* _REQUIRED TASK_
Rewrite all the records below with "structure chart" swapped for "layout diagram" and everything else left the same. Leave out the pictures.

START DATA LISTING

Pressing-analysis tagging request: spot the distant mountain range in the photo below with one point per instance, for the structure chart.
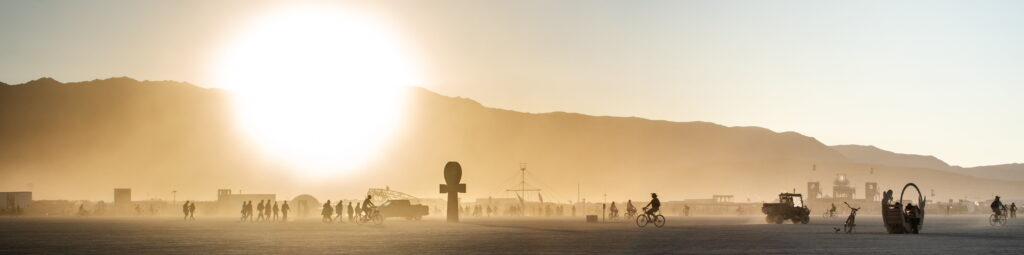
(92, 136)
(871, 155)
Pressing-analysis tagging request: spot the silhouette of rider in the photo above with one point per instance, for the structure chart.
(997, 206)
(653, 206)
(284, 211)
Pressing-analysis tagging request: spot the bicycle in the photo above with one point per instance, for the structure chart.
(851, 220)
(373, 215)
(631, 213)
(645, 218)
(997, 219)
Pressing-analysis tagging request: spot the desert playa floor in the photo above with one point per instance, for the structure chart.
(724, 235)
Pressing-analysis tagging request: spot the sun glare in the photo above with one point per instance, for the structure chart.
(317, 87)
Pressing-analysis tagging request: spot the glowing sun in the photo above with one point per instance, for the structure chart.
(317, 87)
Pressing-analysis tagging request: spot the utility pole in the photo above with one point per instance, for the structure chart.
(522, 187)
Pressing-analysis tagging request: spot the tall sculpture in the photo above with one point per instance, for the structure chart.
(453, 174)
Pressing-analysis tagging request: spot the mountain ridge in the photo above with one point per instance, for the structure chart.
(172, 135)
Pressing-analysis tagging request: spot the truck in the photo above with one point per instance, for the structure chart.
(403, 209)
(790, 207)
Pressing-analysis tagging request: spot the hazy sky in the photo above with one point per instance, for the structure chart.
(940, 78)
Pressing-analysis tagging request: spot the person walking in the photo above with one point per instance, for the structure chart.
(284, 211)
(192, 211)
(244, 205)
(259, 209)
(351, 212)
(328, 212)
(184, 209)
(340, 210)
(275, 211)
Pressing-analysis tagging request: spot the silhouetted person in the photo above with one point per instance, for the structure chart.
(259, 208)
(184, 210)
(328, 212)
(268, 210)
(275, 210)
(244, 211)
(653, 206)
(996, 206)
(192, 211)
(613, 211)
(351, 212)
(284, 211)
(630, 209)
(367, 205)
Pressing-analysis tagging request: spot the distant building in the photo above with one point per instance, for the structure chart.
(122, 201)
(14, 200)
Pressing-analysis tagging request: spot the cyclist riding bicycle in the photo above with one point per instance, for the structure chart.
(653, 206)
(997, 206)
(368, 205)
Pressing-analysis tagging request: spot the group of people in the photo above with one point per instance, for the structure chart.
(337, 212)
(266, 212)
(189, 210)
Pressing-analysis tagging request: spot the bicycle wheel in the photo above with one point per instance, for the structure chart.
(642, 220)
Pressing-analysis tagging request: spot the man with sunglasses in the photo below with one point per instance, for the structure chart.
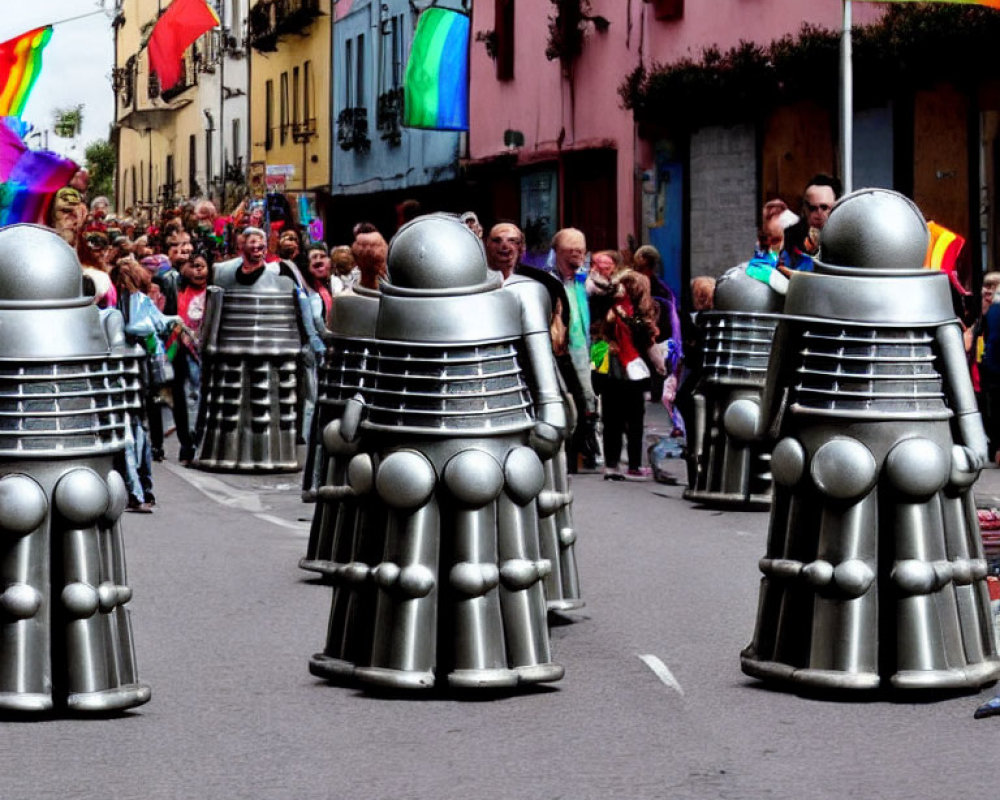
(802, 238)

END DATA LISTING

* _EXERCISE RESPONSE_
Pressing-analysis tagging request: spot the distant mountain range in the photo below with one point per instance, for the layout diagram.
(92, 136)
(871, 155)
Pressing-analysis tagging request: spot the silhouette of rider in the photo above with one point per instance, for the layout diagram.
(997, 206)
(653, 206)
(284, 211)
Pressing-analysis tagging request: spot the bicycle in the photo above with one point per instance, for the layout diagram.
(851, 220)
(373, 215)
(631, 213)
(645, 218)
(997, 219)
Pressing-analysis tagging request: spot the desert playa floor in the photo above with one point per instance, for the layout diagram.
(724, 235)
Pressing-analysis tagging request: spot the sun glare in the photo above with one point per instance, for the layout diagram.
(317, 87)
Pressing-analysis tagging request: spot the glowing sun in the photo above with one point per instance, for the layout diagram.
(317, 87)
Pressing-analysis tagging request: spot the utility pole in the photo above with one point per instance, for the layout diagram.
(522, 187)
Pressing-analysis tagging request: spot the tall sculpture in the photo above with one point per instance, for the layout diagram.
(453, 174)
Pressing-analysis tagging request: spot the mountain ridge in the photo above with one point per instance, for the layout diagram.
(172, 135)
Pressing-analysis tagging request: spot the truck in the photo above with one point per instance, for the layout diagram.
(403, 209)
(790, 207)
Pressing-analysis tagging request: spot the hazy sky in the photo above with one point per instance, for the layout diagram.
(940, 78)
Pressing-analysis tagging request: spot the person walking in the photo above with one point per instance, for the layout diagram.
(284, 211)
(192, 211)
(244, 205)
(259, 209)
(351, 212)
(328, 212)
(184, 209)
(340, 210)
(275, 211)
Pressing-analysis tagging request: spot the silhouetted person in the photo above with one point per instance, for the layout diagram.
(259, 208)
(184, 210)
(328, 212)
(268, 210)
(275, 210)
(244, 211)
(653, 206)
(996, 206)
(192, 211)
(613, 211)
(351, 212)
(284, 211)
(630, 209)
(367, 205)
Pressing-analysis tagging request: spot the distant building in the photo above with one point per instance, for the layout diagram.
(122, 201)
(14, 200)
Pressing-analysis tagging request: spot the cyclist riding bicycle in the photo above with one point per instance, for the layout diagram.
(653, 206)
(997, 206)
(368, 205)
Pressing-analysis tagging request: spot the group of people in the photo above with one point per instance, for the layout diagram.
(337, 212)
(266, 212)
(189, 210)
Pressing-analysis tagging request: spot the bicycle wheel in the photo above with one point per instance, for the layout diagram.
(642, 220)
Pressing-analysis tagging request: spot the man with sunglasses in the photo below with one point per instance, for the layout diagram.
(802, 238)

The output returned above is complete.